The GESPP is offered as part of the effort for Shell to tie its employee’s financial success to the company’s, but what is really valuable is the discount that goes along with the GESPP plan. Over time, being able to consistently purchase stock year after year at a 15% discount can add up to be a lot of money. In addition to the 15% discount, there are tax benefits to GESPP that most employees are not aware of, which I will explore in more detail below. For most, this is a plan you do not want to miss when you include the value of the discount and the tax benefits.
Let us dive further into how Shell’s General Employee Share Purchase Plan works, what the benefits may be, and what tax considerations need to be taken into account.
Historically, most employees at Shell enrolled once in the GESPP and then they were re-enrolled each and every year—but that’s not the way it’s going to work for 2019. Shell has changed the structure of the GESPP, which means if you want to participate, you must re-enroll.
Let me say that one more time. If you want to participate in the GESPP for 2019, even if you have been enrolled previously, you must re-enroll.
How soon do you need to re-enroll? Generally you need to re-enroll by the 15th of the month prior to wanting to start contributions. Remember all contributions to the GESPP are deducted from your payroll—similar to how it works for your Provident Fund.
To re-enroll (or sign up for the first time) go to ComputerShare. After enrolling for 2019, Shell should automatically re-enroll you for future years…well…as long as they don’t make any other changes to how the GESPP works.
Wait the GESPP changed? How so?
The major change is that the contribution period has decreased from 12 months, January to December, to only 11 months, January to November, starting in the 2019 year. Overall, this is not a big deal, but it does require an adjustment to how we think about the tax ramifications of liquidating vested stock from the GESPP going forward. More on that topic below.
The other change is the contribution amount, which has historically been adjusted every year. Annual contributions are based on EUR 6,000. The U.S. dollar equivalent is set as of November 1 from the prior year. So, for 2019, EUR 6,000 is worth $6,827 as of November 1st, 2018.
Well, guess how that compares to last year…
Yup, the dollar has strengthened in value to the Euro compared to last year, which means– for U.S.-based employees– the amount they can contribute to the GESPP for 2019 has declined compared to what they could contribute in 2018.

• Data extract:
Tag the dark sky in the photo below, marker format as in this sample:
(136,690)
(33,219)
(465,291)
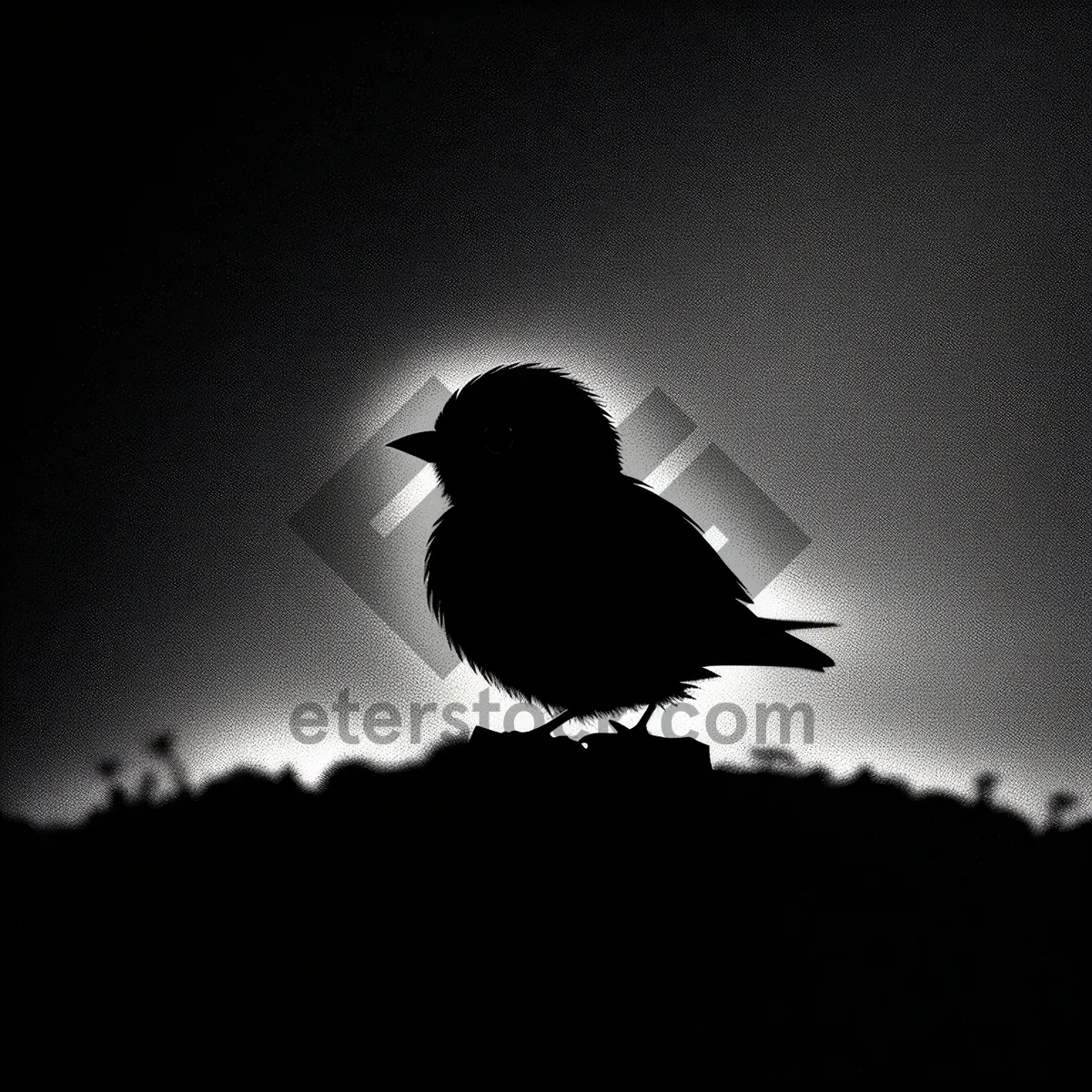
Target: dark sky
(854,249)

==

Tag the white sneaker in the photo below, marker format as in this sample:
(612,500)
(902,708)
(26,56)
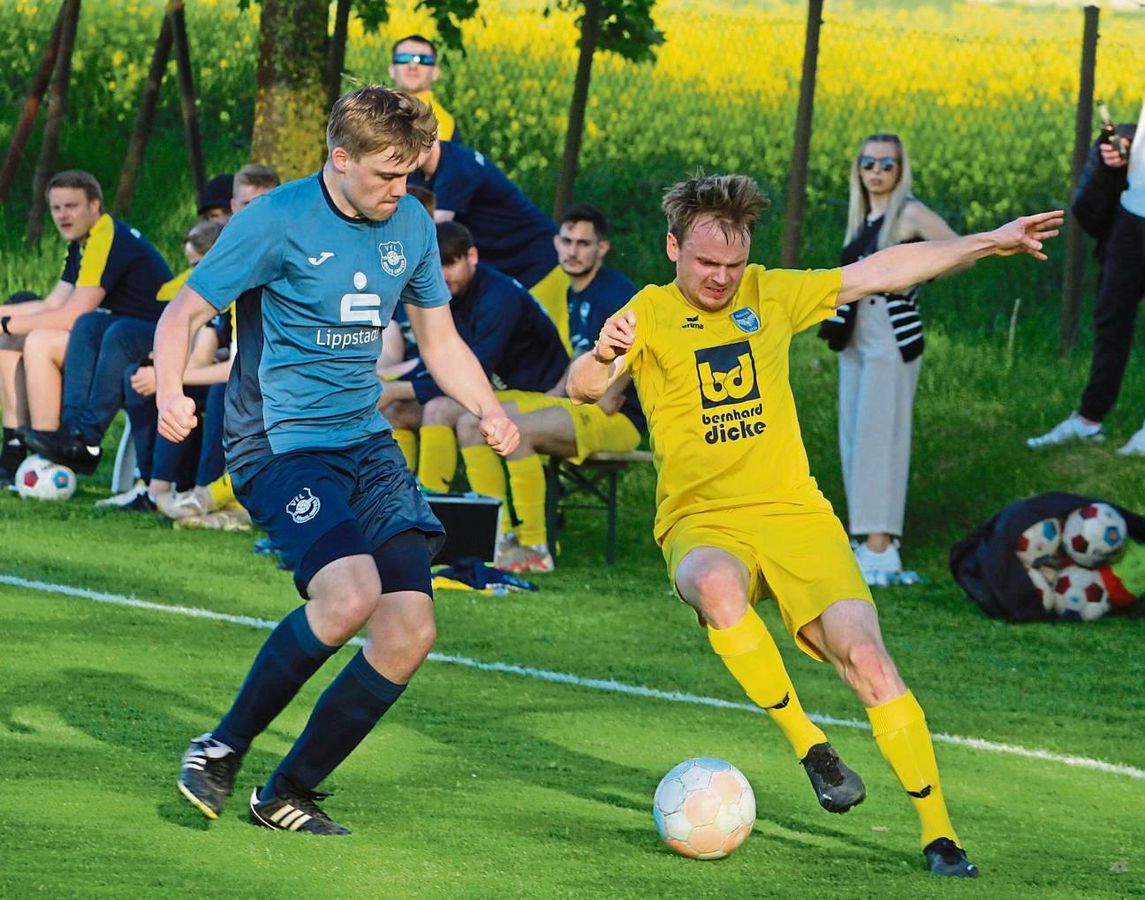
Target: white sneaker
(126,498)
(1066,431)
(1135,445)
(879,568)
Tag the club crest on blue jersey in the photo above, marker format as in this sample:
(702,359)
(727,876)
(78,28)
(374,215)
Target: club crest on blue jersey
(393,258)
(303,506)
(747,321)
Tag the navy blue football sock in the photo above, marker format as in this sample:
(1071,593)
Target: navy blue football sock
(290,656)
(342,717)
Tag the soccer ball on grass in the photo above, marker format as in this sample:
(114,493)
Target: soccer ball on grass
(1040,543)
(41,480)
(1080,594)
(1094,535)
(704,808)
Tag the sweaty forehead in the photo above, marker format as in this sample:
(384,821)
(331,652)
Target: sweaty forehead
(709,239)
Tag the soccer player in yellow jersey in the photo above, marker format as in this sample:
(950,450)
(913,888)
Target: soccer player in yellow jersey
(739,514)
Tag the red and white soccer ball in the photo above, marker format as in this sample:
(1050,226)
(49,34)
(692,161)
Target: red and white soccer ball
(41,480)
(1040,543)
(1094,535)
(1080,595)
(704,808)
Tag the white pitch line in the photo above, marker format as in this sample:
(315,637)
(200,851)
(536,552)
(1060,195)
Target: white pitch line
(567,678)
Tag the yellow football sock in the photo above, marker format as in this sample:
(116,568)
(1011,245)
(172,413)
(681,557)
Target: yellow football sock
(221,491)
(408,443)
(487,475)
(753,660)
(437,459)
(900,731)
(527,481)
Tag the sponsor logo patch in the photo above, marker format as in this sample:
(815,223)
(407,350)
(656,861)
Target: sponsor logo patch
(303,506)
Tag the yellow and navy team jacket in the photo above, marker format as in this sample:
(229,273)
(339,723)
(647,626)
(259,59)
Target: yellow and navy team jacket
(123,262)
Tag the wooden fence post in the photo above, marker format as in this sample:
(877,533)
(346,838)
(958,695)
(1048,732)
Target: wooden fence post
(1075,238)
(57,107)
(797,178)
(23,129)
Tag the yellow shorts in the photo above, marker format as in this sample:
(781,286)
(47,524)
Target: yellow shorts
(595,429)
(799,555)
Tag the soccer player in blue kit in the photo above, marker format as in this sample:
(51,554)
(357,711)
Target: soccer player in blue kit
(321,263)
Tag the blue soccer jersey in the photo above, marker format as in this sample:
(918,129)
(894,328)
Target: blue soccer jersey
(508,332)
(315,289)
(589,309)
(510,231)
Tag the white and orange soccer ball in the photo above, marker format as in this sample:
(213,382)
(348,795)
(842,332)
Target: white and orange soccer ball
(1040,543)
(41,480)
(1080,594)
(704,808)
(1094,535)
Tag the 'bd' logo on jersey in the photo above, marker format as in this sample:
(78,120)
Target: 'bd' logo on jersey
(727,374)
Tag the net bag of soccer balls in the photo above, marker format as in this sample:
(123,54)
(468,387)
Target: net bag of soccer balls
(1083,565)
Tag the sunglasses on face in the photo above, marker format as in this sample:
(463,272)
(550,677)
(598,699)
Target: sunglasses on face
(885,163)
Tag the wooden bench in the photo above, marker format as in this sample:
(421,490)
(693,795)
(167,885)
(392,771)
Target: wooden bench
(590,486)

==

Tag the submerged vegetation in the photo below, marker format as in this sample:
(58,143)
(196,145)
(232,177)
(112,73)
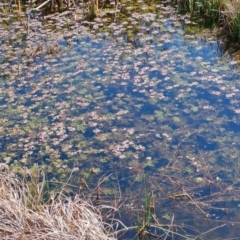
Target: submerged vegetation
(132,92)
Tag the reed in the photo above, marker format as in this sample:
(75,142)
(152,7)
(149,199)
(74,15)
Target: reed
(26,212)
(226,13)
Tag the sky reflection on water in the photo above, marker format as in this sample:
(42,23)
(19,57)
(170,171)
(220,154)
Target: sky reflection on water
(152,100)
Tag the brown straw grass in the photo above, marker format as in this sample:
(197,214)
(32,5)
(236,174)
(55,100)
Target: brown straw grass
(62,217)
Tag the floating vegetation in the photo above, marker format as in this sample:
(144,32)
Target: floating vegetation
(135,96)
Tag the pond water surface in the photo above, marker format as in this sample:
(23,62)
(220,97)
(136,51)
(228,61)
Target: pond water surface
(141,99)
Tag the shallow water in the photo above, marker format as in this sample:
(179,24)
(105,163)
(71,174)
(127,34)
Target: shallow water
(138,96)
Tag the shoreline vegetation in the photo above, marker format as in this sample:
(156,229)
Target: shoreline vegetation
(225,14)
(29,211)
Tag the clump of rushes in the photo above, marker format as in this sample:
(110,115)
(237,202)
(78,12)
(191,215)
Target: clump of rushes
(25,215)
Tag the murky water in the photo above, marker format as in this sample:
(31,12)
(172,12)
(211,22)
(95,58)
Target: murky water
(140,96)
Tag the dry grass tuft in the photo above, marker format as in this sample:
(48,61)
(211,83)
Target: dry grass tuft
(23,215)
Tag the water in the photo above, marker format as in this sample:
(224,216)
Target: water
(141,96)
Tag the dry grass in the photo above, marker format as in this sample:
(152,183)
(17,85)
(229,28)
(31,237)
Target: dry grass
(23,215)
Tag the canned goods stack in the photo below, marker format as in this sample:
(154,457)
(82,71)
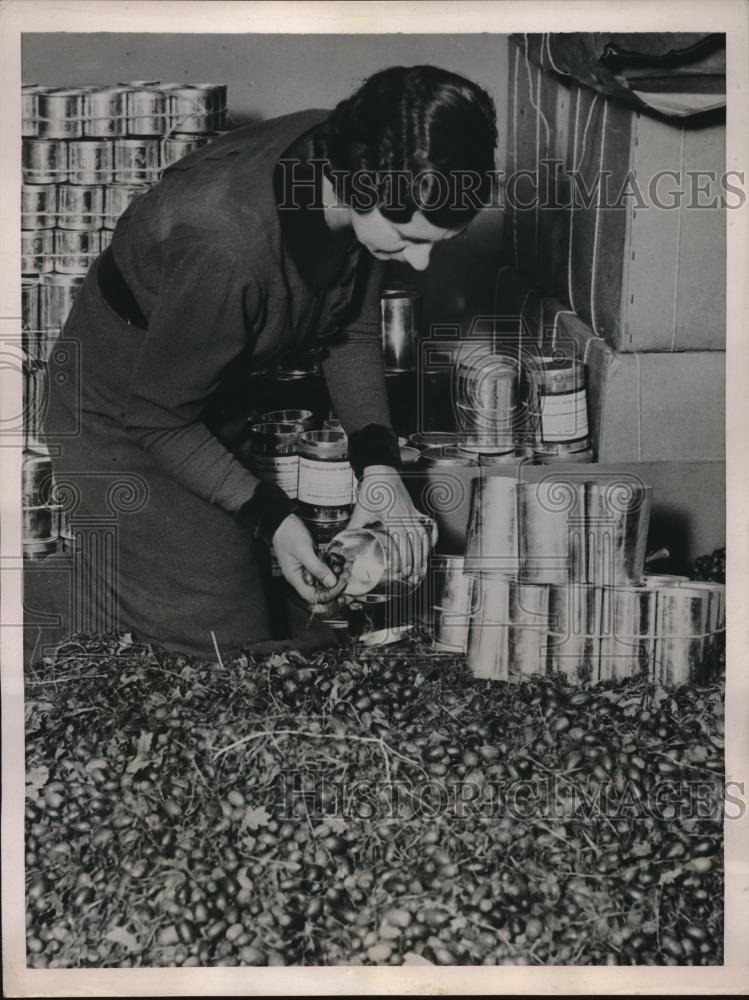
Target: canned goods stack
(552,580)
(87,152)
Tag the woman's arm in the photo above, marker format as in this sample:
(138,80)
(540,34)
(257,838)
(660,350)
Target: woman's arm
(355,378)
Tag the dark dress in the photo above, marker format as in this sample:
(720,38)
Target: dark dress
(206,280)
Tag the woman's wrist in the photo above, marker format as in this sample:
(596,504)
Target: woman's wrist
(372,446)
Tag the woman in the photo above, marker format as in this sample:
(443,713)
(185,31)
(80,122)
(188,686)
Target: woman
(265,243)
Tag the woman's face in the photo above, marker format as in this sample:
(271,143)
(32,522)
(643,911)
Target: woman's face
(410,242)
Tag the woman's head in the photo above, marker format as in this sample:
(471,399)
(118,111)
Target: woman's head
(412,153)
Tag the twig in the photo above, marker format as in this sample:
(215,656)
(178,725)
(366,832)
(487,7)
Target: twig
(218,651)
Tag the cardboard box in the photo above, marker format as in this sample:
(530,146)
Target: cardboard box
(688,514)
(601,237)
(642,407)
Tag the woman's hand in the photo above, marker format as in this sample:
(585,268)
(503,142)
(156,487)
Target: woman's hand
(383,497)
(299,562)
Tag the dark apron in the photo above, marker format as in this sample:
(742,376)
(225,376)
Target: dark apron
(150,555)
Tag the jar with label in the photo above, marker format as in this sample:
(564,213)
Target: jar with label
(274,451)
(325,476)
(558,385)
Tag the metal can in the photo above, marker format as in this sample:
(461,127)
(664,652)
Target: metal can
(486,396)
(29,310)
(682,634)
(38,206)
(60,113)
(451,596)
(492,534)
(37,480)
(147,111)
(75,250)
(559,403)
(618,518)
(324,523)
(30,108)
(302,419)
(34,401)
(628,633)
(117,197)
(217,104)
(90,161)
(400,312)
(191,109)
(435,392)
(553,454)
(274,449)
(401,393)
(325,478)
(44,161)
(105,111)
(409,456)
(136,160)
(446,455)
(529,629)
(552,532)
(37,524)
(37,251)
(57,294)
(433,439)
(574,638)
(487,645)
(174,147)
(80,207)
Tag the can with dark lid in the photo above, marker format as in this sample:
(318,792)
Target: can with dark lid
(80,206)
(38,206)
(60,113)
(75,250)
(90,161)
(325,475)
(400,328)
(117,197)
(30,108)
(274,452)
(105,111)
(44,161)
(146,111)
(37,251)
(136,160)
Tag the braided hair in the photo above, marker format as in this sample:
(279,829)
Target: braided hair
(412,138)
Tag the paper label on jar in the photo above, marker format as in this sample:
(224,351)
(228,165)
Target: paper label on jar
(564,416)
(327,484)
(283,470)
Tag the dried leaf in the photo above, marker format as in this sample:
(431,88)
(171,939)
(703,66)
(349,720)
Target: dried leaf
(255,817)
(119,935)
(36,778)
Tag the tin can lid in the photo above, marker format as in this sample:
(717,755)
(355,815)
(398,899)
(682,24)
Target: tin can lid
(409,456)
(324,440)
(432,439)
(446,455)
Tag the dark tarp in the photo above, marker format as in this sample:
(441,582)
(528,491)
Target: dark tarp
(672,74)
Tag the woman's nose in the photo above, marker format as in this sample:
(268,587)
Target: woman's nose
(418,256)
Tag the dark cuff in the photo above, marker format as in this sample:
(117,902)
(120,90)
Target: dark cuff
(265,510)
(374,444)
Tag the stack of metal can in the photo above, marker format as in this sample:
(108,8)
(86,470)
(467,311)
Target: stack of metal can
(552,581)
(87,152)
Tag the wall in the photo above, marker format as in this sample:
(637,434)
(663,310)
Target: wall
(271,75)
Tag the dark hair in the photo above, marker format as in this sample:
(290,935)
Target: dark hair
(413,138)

• To-do list:
1 > According to the Shell share plan text, by when do you generally need to re-enroll?
2 > Translate this sentence from the Shell share plan text into Spanish: "Remember all contributions to the GESPP are deducted from your payroll—similar to how it works for your Provident Fund."
3 > Write what comes next in the Shell share plan text, picking up after its final sentence.
The material above comes from a different source than the Shell share plan text.

• In response:
1 > By the 15th of the month before you want your contributions to start.

2 > Recuerde que todas las contribuciones al GESPP se descuentan de su nómina, de forma similar a como funciona con su Provident Fund.

3 >
The GESPP will likely give employees a discount on the purchase price compared to buying Shell stock on the open market. Specifically, the price advantage comes in two forms:
1) A discount from fair market value
2) A look-back provision
The GESPP offers a discount of 15% from the market price.
For example, if the price of Shell stock is $55.22, the GESPP allows for the purchase of shares at $46.94 per share—a 15% discount
The other price advantage is the lookback provision.
A look-back provision allows Shell to look at two dates, the offer, and the purchase date, and apply the discount to whichever is less.
Let us look at 2017 as an example. In 2017, Shell stock was valued at $55.22/share on the first trading day of the plan year (offer date), and $68.04/share on the first trading day after the end of the plan year (purchase date). The 15% discount is applied to the offer date price since it is the lower of the two.
Even though Shell stock declined intra-year beneath the $55.22 share price, it never neared the discount price of $46.94. The ability to look back in time and apply the discount to the lower of two price points is huge for participants in value add!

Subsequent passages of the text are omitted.